● **Directive**
Quote the lines from the beginning through the line containing "positive clicks: (298, 185)", both ends included, and leave out any pictures.

== Segment start ==

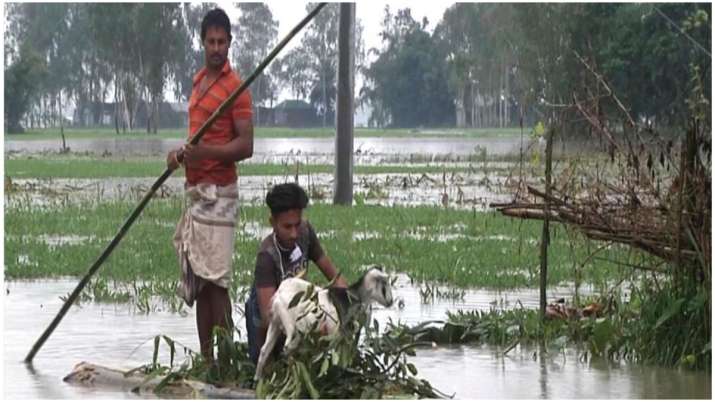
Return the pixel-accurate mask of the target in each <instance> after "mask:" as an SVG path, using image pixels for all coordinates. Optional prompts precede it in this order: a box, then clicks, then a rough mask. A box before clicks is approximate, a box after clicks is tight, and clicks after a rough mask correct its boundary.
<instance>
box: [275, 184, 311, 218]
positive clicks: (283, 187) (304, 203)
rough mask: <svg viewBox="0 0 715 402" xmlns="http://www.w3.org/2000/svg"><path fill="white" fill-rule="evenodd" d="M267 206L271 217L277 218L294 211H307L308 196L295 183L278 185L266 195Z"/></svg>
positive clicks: (298, 185) (302, 189) (276, 185)
mask: <svg viewBox="0 0 715 402" xmlns="http://www.w3.org/2000/svg"><path fill="white" fill-rule="evenodd" d="M266 205H268V208H270V210H271V215H273V216H276V215H278V214H280V213H282V212H285V211H290V210H292V209H305V208H306V207H307V206H308V195H307V194H306V193H305V190H303V188H302V187H301V186H299V185H297V184H295V183H283V184H278V185H275V186H273V188H271V189H270V190H269V191H268V194H266Z"/></svg>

== Segment end ==

● **Answer to this task**
Return the pixel-accurate mask of the target in each <instance> after "mask:" as an SVG path, using image pixels for all coordinates. Optional prompts precede it in this order: a box, then clicks, then a rough mask. A box before clicks is approximate, a box after clicks is tight, and clicks after a rough mask correct its boundary.
<instance>
box: [275, 184, 311, 218]
positive clicks: (283, 187) (304, 203)
rough mask: <svg viewBox="0 0 715 402" xmlns="http://www.w3.org/2000/svg"><path fill="white" fill-rule="evenodd" d="M267 206L271 217L277 218L294 211H307L308 196L295 183L278 185L266 195Z"/></svg>
positive clicks: (298, 185) (302, 189) (276, 185)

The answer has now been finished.